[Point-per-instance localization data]
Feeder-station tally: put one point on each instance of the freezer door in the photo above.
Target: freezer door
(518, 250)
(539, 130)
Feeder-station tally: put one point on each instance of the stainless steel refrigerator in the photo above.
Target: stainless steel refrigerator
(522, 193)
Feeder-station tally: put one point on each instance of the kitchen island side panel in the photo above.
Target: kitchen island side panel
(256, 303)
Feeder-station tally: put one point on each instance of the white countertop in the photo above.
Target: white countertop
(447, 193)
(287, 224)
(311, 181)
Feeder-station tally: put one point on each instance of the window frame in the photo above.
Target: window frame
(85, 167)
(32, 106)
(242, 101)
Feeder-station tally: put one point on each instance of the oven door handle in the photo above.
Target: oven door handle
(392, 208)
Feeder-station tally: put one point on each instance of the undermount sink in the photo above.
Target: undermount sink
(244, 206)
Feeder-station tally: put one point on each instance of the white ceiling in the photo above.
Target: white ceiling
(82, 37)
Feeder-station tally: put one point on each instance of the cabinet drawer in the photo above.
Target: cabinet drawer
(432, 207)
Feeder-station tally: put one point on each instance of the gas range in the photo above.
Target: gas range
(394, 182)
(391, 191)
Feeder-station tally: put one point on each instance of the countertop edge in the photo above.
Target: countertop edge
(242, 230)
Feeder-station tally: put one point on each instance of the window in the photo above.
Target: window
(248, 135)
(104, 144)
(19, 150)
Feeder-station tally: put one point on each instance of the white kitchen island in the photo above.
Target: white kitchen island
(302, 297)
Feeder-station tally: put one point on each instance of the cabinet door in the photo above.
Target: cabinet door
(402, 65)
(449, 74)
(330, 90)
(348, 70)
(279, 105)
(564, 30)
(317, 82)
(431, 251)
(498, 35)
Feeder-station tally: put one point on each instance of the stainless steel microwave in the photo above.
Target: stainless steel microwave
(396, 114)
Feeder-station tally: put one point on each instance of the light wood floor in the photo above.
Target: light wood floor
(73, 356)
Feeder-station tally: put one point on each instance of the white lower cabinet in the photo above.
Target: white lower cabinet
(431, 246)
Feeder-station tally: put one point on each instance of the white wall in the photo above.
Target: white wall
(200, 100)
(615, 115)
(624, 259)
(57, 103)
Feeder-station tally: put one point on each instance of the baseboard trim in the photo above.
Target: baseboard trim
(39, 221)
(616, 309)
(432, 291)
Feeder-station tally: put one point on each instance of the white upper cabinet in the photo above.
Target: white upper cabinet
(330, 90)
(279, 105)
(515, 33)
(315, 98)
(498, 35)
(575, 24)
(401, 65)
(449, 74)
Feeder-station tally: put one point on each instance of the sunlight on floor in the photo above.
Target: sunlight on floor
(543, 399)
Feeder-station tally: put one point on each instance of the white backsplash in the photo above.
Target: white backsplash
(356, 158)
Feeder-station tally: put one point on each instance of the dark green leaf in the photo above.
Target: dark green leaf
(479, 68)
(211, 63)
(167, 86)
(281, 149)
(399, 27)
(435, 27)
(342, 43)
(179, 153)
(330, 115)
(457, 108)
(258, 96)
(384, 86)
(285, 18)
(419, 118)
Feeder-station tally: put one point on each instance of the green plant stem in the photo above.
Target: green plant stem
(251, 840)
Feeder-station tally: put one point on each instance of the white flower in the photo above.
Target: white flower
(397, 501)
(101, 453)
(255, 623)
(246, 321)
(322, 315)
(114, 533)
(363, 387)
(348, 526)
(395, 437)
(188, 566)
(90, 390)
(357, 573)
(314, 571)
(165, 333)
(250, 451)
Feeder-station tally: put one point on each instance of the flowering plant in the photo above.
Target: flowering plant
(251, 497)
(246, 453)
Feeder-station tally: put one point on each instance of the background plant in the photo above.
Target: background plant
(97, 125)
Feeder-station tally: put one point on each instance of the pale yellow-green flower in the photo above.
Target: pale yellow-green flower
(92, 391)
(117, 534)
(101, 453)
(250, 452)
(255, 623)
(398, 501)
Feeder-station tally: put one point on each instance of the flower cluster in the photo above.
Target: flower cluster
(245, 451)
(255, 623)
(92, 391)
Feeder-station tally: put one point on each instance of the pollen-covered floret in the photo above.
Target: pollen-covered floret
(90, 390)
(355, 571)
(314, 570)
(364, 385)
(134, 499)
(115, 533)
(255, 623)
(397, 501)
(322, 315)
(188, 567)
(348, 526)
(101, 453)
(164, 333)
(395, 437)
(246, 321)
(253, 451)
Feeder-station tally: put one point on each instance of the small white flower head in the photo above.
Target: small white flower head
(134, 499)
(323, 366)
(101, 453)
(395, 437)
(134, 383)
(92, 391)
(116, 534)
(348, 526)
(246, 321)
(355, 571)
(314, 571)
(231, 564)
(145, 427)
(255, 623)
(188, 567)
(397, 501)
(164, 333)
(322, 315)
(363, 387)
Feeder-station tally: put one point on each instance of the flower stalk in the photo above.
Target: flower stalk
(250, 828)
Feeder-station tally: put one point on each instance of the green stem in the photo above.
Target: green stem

**WHAT THIS TASK INVOLVES**. All of the data above should be written out again word for word.

**RESULT OF THIS EXERCISE**.
Feeder-station tally: put one point on each instance of the freezer door in the photo above.
Target: freezer door
(518, 250)
(539, 130)
Feeder-station tally: put one point on each instance of the stainless steel refrigerator in the photo above.
Target: stainless steel refrigerator
(522, 193)
Feeder-station tally: put one point on each instance of the kitchen island side panel in the photo above.
Target: kitchen island side panel
(256, 303)
Feeder-station tally: put one point on each instance of the white countertop in the photo above.
Target: white countertop
(447, 193)
(287, 224)
(311, 181)
Feeder-station tally: put one point on each instance of the window frame in the photo above.
Target: window frame
(85, 167)
(32, 106)
(242, 101)
Feeder-station tally: put one point on each instance of the oven door handle in the photo above.
Target: oven door handle
(392, 208)
Feeder-station tally: put one point on each instance of the undermount sink in the photo above.
Target: undermount sink
(244, 206)
Feeder-station tally: put one point on each instance of the white ceiling in the photo above.
Target: white ceiling
(82, 37)
Feeder-station tally: put one point on each instance of the cabinet drawer in the photo above.
Target: cabinet drawer
(432, 207)
Feeder-station tally: put one point on each instance of the gas range in the photo above.
Target: gas range
(394, 182)
(391, 191)
Feeder-station tally: put one point on each instance of the countertop edge in the photo above.
Target: countertop edge
(242, 230)
Feeder-station tally: put one point on each instance of the window in the photo above.
Target: window
(248, 135)
(104, 144)
(19, 150)
Feeder-station tally: put one point on each instance of the white kitchen island in the photo above.
Target: white kitchen island
(302, 297)
Feeder-station tally: put one point on each instance of the cabinet door in the photo above.
Target: cabinet door
(402, 65)
(449, 74)
(330, 90)
(348, 70)
(279, 105)
(564, 30)
(317, 82)
(431, 251)
(498, 35)
Feeder-station tally: put one point on each instance of the stainless steel microwave in the photo above.
Target: stainless steel microwave
(396, 114)
Feeder-station tally: put one point on each instance of the light wood floor in the photo above.
Target: light wood floor
(73, 356)
Feeder-station tally: put one point on each instance of the white lower cabinet in the photo above.
Target: white lower cabinet
(431, 246)
Feeder-station tally: put one point on each instance of the white wall in the photo above.
Target: white wall
(200, 100)
(615, 115)
(624, 259)
(57, 103)
Feeder-station tally: put one point on each instance of the baseboard trim in the photo above.
Target: baseboard trim
(39, 221)
(616, 309)
(432, 291)
Feeder-station tally: put one point on each instance of the white upper cabinet in the photo above.
Target: white upper cabinet
(330, 90)
(279, 105)
(515, 33)
(315, 98)
(498, 35)
(575, 24)
(401, 65)
(449, 74)
Feeder-station tally: put one point on each instance of the sunlight on floor in the photo above.
Target: sunlight on floor
(543, 399)
Feeder-station tally: put one point on each instance of the white backsplash in the photo above.
Target: white backsplash
(356, 158)
Feeder-station tally: put one point on each instance of the dark green leaf in the photo above.
Target: dark green leaf
(479, 68)
(211, 63)
(167, 86)
(281, 149)
(399, 27)
(435, 27)
(342, 43)
(179, 153)
(330, 115)
(457, 108)
(258, 96)
(384, 86)
(285, 18)
(419, 118)
Feeder-station tally: put one point on each instance of the green plant stem in the photo above.
Target: green plant stem
(251, 840)
Feeder-station tally: put one point on each instance of the white flower in the photo above.
Target: white flower
(397, 501)
(101, 453)
(255, 623)
(246, 321)
(322, 315)
(114, 533)
(363, 387)
(348, 526)
(395, 437)
(188, 566)
(90, 390)
(357, 573)
(314, 571)
(165, 333)
(250, 451)
Feeder-station tally: put one point on each instance of the flowering plant in the photo above.
Target: flowering plant
(251, 497)
(246, 453)
Feeder-station tally: put one point on each instance of the background plant in the photo above.
Target: background plant
(97, 125)
Feeder-station tally: put one point on each instance of the pale yellow-green flower in the photo above.
Target: pale yellow-green flower
(92, 391)
(117, 534)
(101, 453)
(250, 452)
(255, 623)
(398, 501)
Feeder-station tally: put one point on each instance of the flower cluster in the photo above.
Target: flower cluster
(245, 451)
(255, 623)
(92, 391)
Feeder-station tally: put one point on each instance of the pollen-covered floret in the photo above.
Target: pollen-covered floret
(90, 390)
(355, 571)
(314, 570)
(364, 385)
(134, 499)
(115, 533)
(255, 623)
(397, 501)
(322, 315)
(188, 567)
(348, 526)
(101, 453)
(164, 333)
(395, 437)
(246, 321)
(253, 451)
Feeder-station tally: put one point on each instance of the small white flower head in the photo above.
Target: small white flower head
(134, 499)
(323, 366)
(101, 453)
(395, 437)
(134, 383)
(92, 391)
(116, 534)
(348, 526)
(246, 321)
(355, 571)
(314, 571)
(231, 564)
(145, 427)
(255, 623)
(188, 567)
(397, 501)
(164, 333)
(322, 315)
(363, 387)
Feeder-station tally: put one point on each instance of the flower stalk in the photo above.
Target: flower stalk
(250, 828)
Feeder-station tally: put one point on each instance of the green stem in the photo above.
Target: green stem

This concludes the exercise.